%%

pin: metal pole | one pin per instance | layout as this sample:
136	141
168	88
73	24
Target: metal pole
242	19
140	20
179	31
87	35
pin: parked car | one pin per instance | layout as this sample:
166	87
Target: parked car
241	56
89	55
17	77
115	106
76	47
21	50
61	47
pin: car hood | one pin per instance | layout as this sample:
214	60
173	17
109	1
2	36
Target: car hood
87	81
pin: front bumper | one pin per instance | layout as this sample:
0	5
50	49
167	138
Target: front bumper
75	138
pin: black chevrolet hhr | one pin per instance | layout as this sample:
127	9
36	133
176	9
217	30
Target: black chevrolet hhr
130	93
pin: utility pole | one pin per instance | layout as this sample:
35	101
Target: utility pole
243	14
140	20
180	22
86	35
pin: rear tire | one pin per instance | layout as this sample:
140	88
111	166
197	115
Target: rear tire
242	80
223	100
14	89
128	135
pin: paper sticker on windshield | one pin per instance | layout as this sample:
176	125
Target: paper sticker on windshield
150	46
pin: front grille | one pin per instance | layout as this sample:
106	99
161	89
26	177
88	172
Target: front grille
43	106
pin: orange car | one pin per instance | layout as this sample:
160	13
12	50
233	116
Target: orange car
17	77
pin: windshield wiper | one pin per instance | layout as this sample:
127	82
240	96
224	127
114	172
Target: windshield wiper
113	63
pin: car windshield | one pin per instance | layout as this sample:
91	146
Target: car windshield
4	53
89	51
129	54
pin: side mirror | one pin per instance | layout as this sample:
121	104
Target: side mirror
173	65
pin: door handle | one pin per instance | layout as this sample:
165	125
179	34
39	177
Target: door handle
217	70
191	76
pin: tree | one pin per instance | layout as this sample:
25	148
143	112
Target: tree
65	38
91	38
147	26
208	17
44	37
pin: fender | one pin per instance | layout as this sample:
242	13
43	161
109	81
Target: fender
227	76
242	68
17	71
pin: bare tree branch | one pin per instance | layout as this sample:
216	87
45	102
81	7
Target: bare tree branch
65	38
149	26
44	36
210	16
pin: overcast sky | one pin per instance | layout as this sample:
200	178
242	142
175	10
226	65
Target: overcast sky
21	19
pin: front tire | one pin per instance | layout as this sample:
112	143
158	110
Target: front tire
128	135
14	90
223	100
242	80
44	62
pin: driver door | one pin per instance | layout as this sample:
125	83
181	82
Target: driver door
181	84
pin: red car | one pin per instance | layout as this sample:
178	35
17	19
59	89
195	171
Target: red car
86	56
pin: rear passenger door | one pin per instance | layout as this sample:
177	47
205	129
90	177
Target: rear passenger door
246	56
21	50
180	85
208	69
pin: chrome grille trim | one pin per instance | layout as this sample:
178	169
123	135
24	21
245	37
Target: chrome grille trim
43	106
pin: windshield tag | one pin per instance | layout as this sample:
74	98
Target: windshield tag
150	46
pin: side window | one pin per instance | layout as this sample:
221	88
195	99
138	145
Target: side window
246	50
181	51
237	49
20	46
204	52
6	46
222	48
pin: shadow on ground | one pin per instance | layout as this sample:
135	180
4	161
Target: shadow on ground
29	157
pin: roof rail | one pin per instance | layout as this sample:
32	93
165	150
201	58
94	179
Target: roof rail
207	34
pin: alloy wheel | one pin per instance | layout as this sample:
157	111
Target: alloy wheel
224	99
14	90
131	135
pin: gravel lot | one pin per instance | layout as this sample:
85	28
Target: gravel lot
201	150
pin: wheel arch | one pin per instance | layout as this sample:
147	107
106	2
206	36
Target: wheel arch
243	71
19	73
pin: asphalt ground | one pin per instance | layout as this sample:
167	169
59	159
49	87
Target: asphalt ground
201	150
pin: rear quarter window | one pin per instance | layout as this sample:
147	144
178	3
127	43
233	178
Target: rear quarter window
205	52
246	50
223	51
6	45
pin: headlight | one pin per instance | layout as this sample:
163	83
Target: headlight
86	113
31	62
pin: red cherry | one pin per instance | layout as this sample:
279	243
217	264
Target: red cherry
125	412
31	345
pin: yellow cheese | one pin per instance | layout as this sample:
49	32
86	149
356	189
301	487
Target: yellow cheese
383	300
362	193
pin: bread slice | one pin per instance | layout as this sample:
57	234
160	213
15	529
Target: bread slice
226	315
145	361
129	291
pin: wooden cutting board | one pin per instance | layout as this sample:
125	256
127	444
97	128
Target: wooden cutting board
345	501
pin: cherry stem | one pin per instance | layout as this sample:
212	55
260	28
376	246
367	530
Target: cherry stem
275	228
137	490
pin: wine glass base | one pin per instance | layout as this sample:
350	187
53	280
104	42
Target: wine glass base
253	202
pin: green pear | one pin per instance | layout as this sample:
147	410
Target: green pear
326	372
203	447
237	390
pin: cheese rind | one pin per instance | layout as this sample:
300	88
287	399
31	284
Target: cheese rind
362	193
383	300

%%

> PROMPT:
Without changing a word, restate the whole listing.

> WORKED SOLUTION:
pin: metal pole | one pin per instance | layout as this sample:
136	141
168	88
73	24
Target: metal pole
242	19
140	20
179	31
87	35
pin: parked car | one pin per instance | layout as this sample:
166	87
Target: parked car
241	56
89	55
17	77
115	106
76	47
21	50
61	47
pin: car hood | one pin per instance | layout as this sample:
214	60
173	17
109	1
2	36
Target: car hood
87	81
pin: front bumper | one pin per instance | layout as this sample:
0	5
50	49
167	138
Target: front bumper
75	138
pin: black chevrolet hhr | one pin per instance | layout as this sample:
127	9
36	133
176	9
217	30
Target: black chevrolet hhr
130	93
pin: utility pole | one pin per instance | layout as this sample:
35	101
Target: utility pole
243	14
140	20
180	22
86	35
pin: rear tire | one pin per instance | layout as this sample:
140	88
111	166
197	115
Target: rear tire
242	80
223	100
14	89
128	135
pin: paper sticker on windshield | one pin per instance | layout as this sample:
176	125
Target: paper sticker on windshield
150	46
pin: front grille | one pin per instance | layout as this sample:
106	99
161	89
26	177
88	172
Target: front grille
43	106
pin: orange car | one pin per instance | layout as this sample:
160	13
12	50
233	116
Target: orange car
17	77
pin: windshield wiper | one pin per instance | layout as this sample:
127	82
240	96
224	127
114	172
Target: windshield wiper
113	63
pin: car windshield | one pin per instance | layout as this sample:
91	146
Target: car windshield
4	53
89	51
129	54
pin: side mirror | one pin per instance | layout as this sample:
121	104
Target: side mirror
173	65
pin: door handle | one pin per instance | layout as this sample:
165	125
179	34
39	177
Target: door handle
217	70
191	76
pin: tree | one pin per instance | layout as this sample:
25	148
143	112
Target: tree
65	38
91	38
147	26
208	17
44	37
pin: fender | one pin per instance | layout as this sample:
242	13
43	161
109	81
Target: fender
227	76
242	68
17	71
pin: bare tree branch | one pin per instance | layout as this sample:
216	87
45	102
81	7
Target: bare tree branch
65	38
149	26
44	36
210	16
pin: overcast sky | one pin per instance | layout as this sample:
200	178
242	142
175	10
226	65
Target: overcast sky
21	19
pin: front tire | one pin per instance | layout as this sample:
112	143
158	110
Target: front tire
128	135
14	90
223	100
242	80
44	62
pin: driver door | one pin per instance | layout as this sample:
125	83
181	82
Target: driver door
181	84
pin: red car | one pin per instance | layout as this sample:
178	35
17	19
59	89
195	171
Target: red car
86	56
pin: rear passenger door | one pin per instance | layout as this sample:
177	47
205	129
90	177
Target: rear passenger door
246	56
21	50
180	85
208	69
pin: chrome grille trim | one pin per instance | layout as this sample:
178	169
123	135
24	21
245	37
Target: chrome grille trim
43	106
pin: windshield tag | one pin per instance | layout as this sample:
74	98
Target: windshield tag
150	46
pin: side window | one pin per instance | layout as this sample:
221	88
195	99
138	145
Target: side window
246	50
181	51
237	49
20	46
204	52
6	46
222	48
pin: shadow on ground | one pin per instance | layout as this sample:
135	180
4	161
Target: shadow on ground
29	157
pin: roof rail | one pin per instance | layout as this sample:
32	93
165	150
201	58
94	179
Target: roof rail
207	34
pin: alloy wheel | one pin per instance | layout as this sample:
157	111
Target: alloy wheel
224	99
14	90
131	135
pin: gravel lot | one pin per instance | layout as this sample:
85	28
Target: gravel lot
201	150
pin: wheel arch | one pin per instance | layout as this sample:
147	107
106	2
206	36
Target: wheel arch
243	71
19	73
pin: asphalt ground | one pin per instance | layout as this sample:
167	169
59	159
49	87
Target: asphalt ground
201	150
pin: rear quarter window | one pin per instance | layout as this sample:
147	144
178	3
127	43
233	178
Target: rear quarter window
205	52
246	50
223	51
6	45
pin: headlight | one pin per instance | layout as this sample:
163	83
Target: headlight
86	113
31	62
pin: red cherry | one pin per instance | layout as this sample:
279	243
217	264
Target: red cherry
125	412
31	345
pin: yellow cheese | one pin per instance | layout as this sample:
49	32
86	149
356	189
301	487
Target: yellow cheese
383	300
362	193
pin: bread slice | one pin per instance | layout as this sample:
57	234
160	213
15	529
Target: bread slice
226	315
145	361
129	291
pin: wooden cutting board | one pin per instance | layout as this sample:
125	256
127	444
97	128
Target: wooden cutting board
345	501
pin: cherry stem | one pin per instance | layout as this sample:
212	55
260	28
376	246
367	530
Target: cherry stem
275	228
137	490
pin: wine glass base | one pin per instance | layout as this sample:
350	187
53	280
104	42
Target: wine glass base
253	202
pin: green pear | one pin per instance | layout as this sample:
147	410
Target: green pear
326	372
203	447
237	390
pin: cheese rind | one pin per instance | layout as this sample:
300	88
287	399
31	284
Target: cheese rind
362	193
383	300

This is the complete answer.